[Annotated coordinate records]
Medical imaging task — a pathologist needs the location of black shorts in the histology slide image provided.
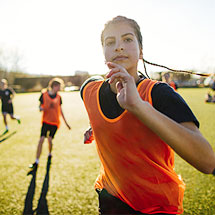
[96,189,176,215]
[2,104,13,115]
[40,122,57,139]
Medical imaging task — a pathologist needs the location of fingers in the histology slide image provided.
[106,62,130,84]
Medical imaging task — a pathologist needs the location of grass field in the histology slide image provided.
[0,89,215,215]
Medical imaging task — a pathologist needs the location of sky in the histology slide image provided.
[0,0,215,76]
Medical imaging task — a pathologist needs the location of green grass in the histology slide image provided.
[0,89,215,215]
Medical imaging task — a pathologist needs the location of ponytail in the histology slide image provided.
[142,58,211,77]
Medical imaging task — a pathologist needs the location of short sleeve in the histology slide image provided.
[151,83,199,127]
[39,94,43,104]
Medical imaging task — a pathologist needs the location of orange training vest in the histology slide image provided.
[42,92,60,128]
[83,79,185,214]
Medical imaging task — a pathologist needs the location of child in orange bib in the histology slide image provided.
[81,16,215,214]
[29,78,71,170]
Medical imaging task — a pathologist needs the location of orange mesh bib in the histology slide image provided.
[42,92,60,127]
[83,79,185,214]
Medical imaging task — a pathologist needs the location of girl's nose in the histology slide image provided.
[115,43,124,52]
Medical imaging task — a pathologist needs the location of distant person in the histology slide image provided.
[205,75,215,103]
[0,79,21,134]
[162,72,178,90]
[29,78,71,170]
[80,16,215,215]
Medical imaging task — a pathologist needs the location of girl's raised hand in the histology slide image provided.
[106,62,141,111]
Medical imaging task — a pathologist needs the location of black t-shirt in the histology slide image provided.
[80,77,199,127]
[0,88,13,105]
[39,93,62,104]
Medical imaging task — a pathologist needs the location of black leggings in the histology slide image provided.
[96,189,176,215]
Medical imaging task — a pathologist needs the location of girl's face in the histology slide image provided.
[103,22,142,75]
[52,84,60,93]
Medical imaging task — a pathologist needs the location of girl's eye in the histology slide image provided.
[124,38,133,42]
[105,40,114,46]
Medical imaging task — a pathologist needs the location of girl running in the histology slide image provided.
[29,78,71,169]
[81,16,215,214]
[0,79,21,134]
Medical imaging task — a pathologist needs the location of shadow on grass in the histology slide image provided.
[23,160,51,215]
[0,131,17,143]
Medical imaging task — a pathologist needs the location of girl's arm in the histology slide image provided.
[107,62,215,174]
[60,107,71,129]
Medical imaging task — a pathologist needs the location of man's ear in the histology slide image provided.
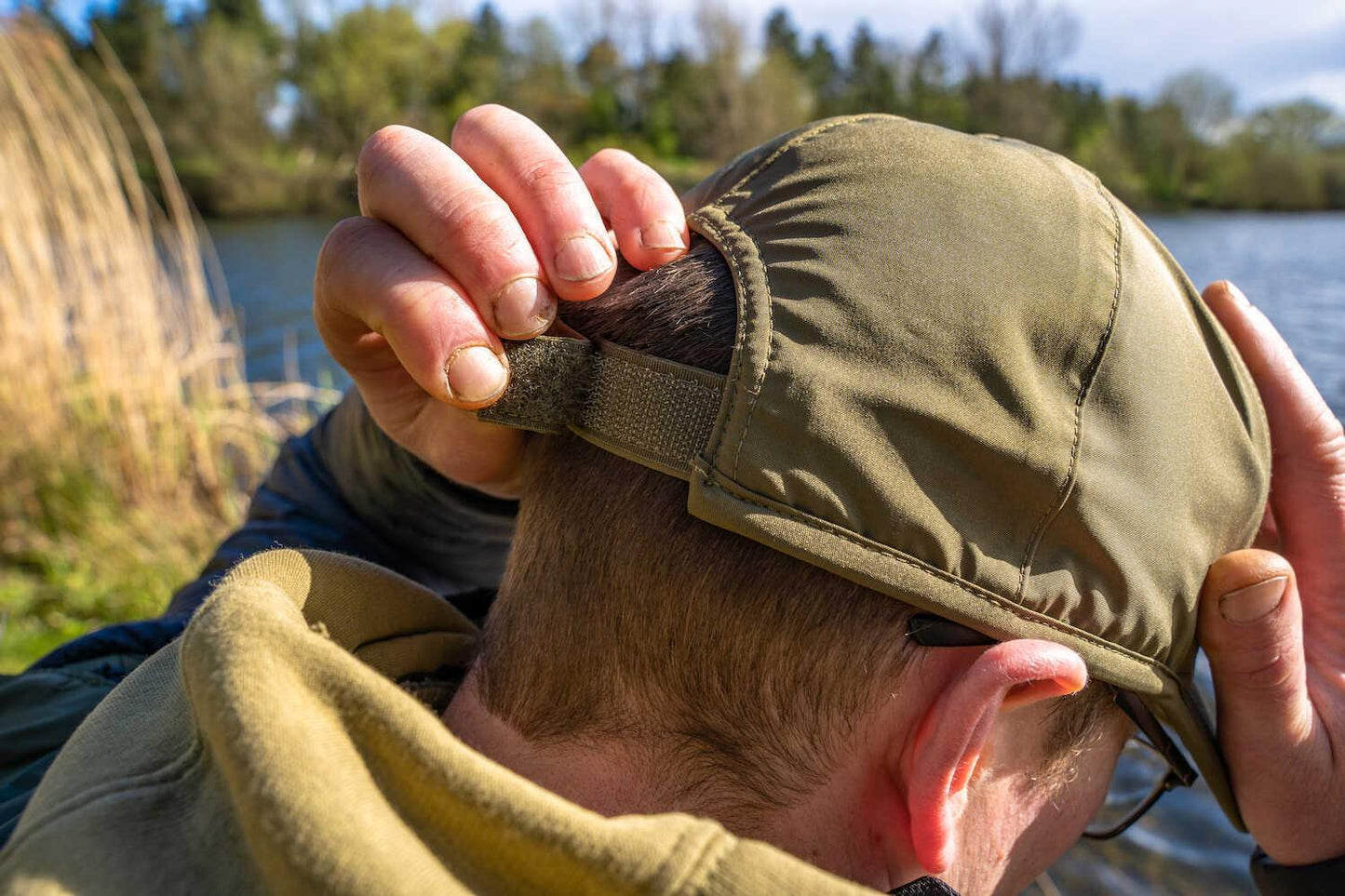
[901,639,1088,875]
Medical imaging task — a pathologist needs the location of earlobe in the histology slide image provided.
[901,639,1088,875]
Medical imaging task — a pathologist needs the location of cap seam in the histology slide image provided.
[693,114,892,479]
[689,202,758,462]
[699,460,1179,682]
[1015,167,1122,601]
[710,114,897,208]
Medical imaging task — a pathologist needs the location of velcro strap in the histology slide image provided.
[477,336,723,479]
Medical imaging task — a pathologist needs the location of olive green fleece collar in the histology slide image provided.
[0,550,871,896]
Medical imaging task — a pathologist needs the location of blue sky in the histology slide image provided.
[39,0,1345,113]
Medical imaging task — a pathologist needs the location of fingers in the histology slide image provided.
[357,127,557,339]
[580,150,689,271]
[314,218,508,408]
[1204,281,1345,560]
[1198,549,1312,753]
[452,105,616,300]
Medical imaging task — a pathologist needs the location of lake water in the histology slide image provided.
[209,214,1345,896]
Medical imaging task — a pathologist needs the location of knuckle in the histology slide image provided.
[378,280,445,334]
[355,125,420,191]
[450,102,514,142]
[518,159,575,204]
[314,218,375,304]
[587,147,641,172]
[1240,651,1298,694]
[440,194,531,281]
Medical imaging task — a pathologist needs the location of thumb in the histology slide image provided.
[1200,549,1312,764]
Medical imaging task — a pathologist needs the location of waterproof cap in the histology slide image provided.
[481,115,1270,826]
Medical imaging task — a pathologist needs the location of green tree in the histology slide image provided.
[846,21,900,112]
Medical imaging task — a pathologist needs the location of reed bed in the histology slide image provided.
[0,18,326,672]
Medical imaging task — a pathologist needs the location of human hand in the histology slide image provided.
[314,105,687,497]
[1200,281,1345,865]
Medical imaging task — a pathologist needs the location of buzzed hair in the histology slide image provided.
[477,239,1110,827]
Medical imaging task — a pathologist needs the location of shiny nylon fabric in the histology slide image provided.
[487,115,1270,823]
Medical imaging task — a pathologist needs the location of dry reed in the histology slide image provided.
[0,18,333,670]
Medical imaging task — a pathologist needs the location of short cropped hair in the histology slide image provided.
[477,239,1107,827]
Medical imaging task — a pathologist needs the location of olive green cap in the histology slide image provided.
[481,115,1270,826]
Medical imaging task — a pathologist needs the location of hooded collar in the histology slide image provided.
[0,550,951,896]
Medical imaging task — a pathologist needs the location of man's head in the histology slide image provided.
[454,115,1269,892]
[463,242,1125,884]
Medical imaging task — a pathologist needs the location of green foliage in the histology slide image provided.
[74,0,1345,214]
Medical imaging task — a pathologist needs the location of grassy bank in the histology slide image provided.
[0,21,325,672]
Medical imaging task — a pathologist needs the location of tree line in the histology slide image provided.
[26,0,1345,215]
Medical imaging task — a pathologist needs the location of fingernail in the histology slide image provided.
[556,233,616,283]
[1218,576,1288,622]
[495,275,556,339]
[445,346,508,404]
[640,218,686,249]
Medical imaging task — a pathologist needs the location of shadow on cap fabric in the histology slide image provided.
[480,115,1270,827]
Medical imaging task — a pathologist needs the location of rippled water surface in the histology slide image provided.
[209,207,1345,895]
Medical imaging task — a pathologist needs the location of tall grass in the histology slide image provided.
[0,19,325,672]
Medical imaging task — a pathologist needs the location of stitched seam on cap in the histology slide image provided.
[690,206,765,462]
[711,115,885,479]
[1015,178,1122,601]
[702,471,1179,672]
[710,114,892,207]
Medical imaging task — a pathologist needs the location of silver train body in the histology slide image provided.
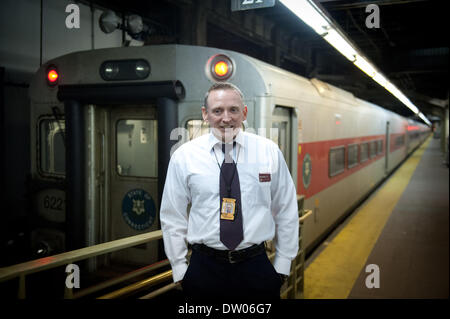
[30,45,429,264]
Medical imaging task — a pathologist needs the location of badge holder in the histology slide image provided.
[220,197,236,220]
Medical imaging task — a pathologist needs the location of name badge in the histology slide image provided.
[220,197,236,220]
[259,173,270,183]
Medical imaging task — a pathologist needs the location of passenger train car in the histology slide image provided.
[30,45,429,270]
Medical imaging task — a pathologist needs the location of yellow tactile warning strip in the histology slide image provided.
[304,137,431,299]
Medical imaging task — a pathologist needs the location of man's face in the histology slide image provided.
[202,89,247,142]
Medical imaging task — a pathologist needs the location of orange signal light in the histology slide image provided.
[47,70,58,83]
[214,61,228,76]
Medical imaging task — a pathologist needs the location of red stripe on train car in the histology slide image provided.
[297,134,405,198]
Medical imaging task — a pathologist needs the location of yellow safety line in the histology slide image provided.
[304,137,431,299]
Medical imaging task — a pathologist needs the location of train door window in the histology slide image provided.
[269,105,292,172]
[38,119,66,175]
[369,141,377,158]
[186,120,209,140]
[347,144,358,168]
[116,119,158,177]
[359,142,369,163]
[329,146,345,177]
[377,140,383,155]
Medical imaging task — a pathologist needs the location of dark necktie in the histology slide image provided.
[220,142,244,250]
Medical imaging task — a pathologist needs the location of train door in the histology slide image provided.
[109,106,159,264]
[270,106,292,174]
[384,121,391,174]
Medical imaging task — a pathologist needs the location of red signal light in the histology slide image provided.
[47,65,59,86]
[47,70,58,83]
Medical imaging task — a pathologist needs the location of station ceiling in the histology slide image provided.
[86,0,449,120]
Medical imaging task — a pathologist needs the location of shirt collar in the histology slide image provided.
[208,130,244,150]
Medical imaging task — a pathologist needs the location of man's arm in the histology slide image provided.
[160,152,190,282]
[270,148,299,275]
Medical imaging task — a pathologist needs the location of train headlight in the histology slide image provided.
[207,54,234,81]
[100,59,150,81]
[47,65,59,86]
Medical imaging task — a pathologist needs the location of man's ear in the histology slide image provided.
[202,106,208,122]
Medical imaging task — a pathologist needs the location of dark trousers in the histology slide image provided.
[181,250,281,302]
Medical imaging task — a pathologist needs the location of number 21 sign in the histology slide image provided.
[231,0,275,11]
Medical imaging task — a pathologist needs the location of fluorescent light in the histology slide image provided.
[323,29,357,62]
[280,0,330,35]
[419,112,431,125]
[280,0,431,125]
[372,72,389,87]
[353,54,377,77]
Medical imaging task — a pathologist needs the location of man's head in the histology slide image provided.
[202,82,247,142]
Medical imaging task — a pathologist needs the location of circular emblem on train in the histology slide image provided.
[122,189,156,230]
[302,154,311,188]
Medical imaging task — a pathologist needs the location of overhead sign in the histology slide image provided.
[231,0,275,11]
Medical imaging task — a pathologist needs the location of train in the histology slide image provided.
[29,44,430,268]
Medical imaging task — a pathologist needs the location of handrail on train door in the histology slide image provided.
[0,230,164,299]
[0,198,312,299]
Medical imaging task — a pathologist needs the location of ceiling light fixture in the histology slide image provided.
[280,0,431,125]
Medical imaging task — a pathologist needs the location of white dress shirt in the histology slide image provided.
[160,131,299,282]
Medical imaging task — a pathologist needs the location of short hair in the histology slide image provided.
[203,82,244,108]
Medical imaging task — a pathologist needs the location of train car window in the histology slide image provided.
[347,144,358,168]
[186,120,209,140]
[377,140,383,155]
[270,122,290,162]
[329,146,345,177]
[38,119,66,175]
[116,119,158,177]
[359,142,369,163]
[369,141,377,158]
[395,135,405,147]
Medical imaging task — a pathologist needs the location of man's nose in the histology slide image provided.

## Brief
Turn the records, from the first line through the line containing "[40,122,57,139]", into a Markdown table with the columns Row and Line. Number each line, skip blank lines, and leave the pictures out.

## Answer to this exercise
| Row | Line |
|---|---|
| 1 | Medical imaging task — a pathologist needs the location of black shorts in the histology slide image provided. |
| 2 | [96,189,176,215] |
| 3 | [2,104,13,115] |
| 4 | [40,122,57,139] |